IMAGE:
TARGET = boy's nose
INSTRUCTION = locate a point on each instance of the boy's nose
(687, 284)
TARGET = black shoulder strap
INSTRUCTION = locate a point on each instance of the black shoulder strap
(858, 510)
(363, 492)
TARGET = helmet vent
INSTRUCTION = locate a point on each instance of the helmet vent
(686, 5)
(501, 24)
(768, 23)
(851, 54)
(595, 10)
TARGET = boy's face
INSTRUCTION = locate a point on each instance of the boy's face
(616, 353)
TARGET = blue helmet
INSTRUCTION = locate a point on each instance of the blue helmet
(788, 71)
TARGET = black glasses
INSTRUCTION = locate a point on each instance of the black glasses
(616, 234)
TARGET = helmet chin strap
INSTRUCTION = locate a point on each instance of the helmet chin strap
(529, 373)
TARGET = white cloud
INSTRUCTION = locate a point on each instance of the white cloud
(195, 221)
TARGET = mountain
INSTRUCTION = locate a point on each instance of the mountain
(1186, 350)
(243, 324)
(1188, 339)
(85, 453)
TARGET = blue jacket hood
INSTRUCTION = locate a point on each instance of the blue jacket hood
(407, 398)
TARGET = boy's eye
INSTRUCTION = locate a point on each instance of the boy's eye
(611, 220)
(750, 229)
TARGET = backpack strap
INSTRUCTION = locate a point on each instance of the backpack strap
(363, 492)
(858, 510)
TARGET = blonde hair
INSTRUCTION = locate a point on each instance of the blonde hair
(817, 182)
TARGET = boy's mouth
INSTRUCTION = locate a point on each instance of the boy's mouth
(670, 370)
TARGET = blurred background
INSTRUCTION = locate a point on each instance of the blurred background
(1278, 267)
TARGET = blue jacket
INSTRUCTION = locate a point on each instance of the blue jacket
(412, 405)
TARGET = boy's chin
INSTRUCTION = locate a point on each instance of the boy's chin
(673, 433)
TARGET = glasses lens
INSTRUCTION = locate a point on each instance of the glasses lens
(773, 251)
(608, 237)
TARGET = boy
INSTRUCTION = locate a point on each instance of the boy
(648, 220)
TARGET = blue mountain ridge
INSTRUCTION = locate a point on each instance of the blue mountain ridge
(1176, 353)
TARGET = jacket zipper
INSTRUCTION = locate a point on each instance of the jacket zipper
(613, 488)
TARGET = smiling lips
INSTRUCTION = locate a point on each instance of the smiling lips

-=-=-=-=-

Write out every entry again exactly, please, with nothing missing.

IMAGE:
TARGET = boy's nose
INSTRUCTION = locate a point on each instance of the boy's nose
(687, 284)
TARGET = black shoulder strap
INSTRUCTION = locate a point on each instance of the black shoulder strap
(858, 510)
(363, 492)
TARGET = helmet vent
INSTRUCTION = locate a point on each instance of the helmet vent
(686, 5)
(501, 24)
(768, 23)
(851, 54)
(595, 10)
TARGET = boy's face
INSTRUCTION = locate a point on each instance of the boy's face
(616, 353)
TARGET = blue helmet
INSTRUCTION = locate a point on each instance of the blue helmet
(788, 71)
TARGET = black glasses
INSTRUCTION = locate a point on each instance of the black glasses
(616, 234)
TARGET = helmet chin strap
INSTRUCTION = locate a point on each instance of the helmet chin strap
(529, 373)
TARGET = white cloud
INSTRUCTION = locate a point on each instance of the white cloud
(195, 221)
TARGET = mountain
INSTRUCTION = locate a point on each instance of the mountain
(1186, 350)
(243, 324)
(1188, 339)
(85, 453)
TARGET = blue jacket hood
INSTRUCTION = locate a point on each instance of the blue jacket hood
(407, 398)
TARGET = boy's eye
INSTRUCTION = locate a point on each instance of the boy's eye
(611, 220)
(750, 229)
TARGET = backpack strap
INSTRUCTION = locate a point on each instance of the backpack strap
(363, 492)
(858, 510)
TARGET = blonde hair
INSTRUCTION = locate a point on each instance of the blonde hair
(817, 182)
TARGET = boy's mouth
INSTRUCTION = locate a point on each instance of the boy's mouth
(670, 370)
TARGET = blurred background
INSTRUCTION = locate a point on each instance of the blurred background
(1278, 267)
TARGET = blue jacket
INSTRUCTION = locate a point on each instance of the blue jacket
(412, 405)
TARGET = boy's chin
INSTRUCTION = locate a point on each instance of the boy's chin
(673, 433)
TARGET = glasses lens
INSTRUCTION = locate a point on each instance of the glasses lens
(773, 251)
(608, 237)
TARGET = boy
INSTRUCTION = locate a point on each instance of the boy
(648, 220)
TARGET = blue mountain ridge
INSTRUCTION = locate a point on each instance of the blue mountain ridge
(1176, 353)
TARGET = jacket zipper
INSTRUCTION = locate a point on each instance of the jacket zipper
(613, 488)
TARGET = smiling lips
INSTRUCTION = locate a point on each instance of the smiling lips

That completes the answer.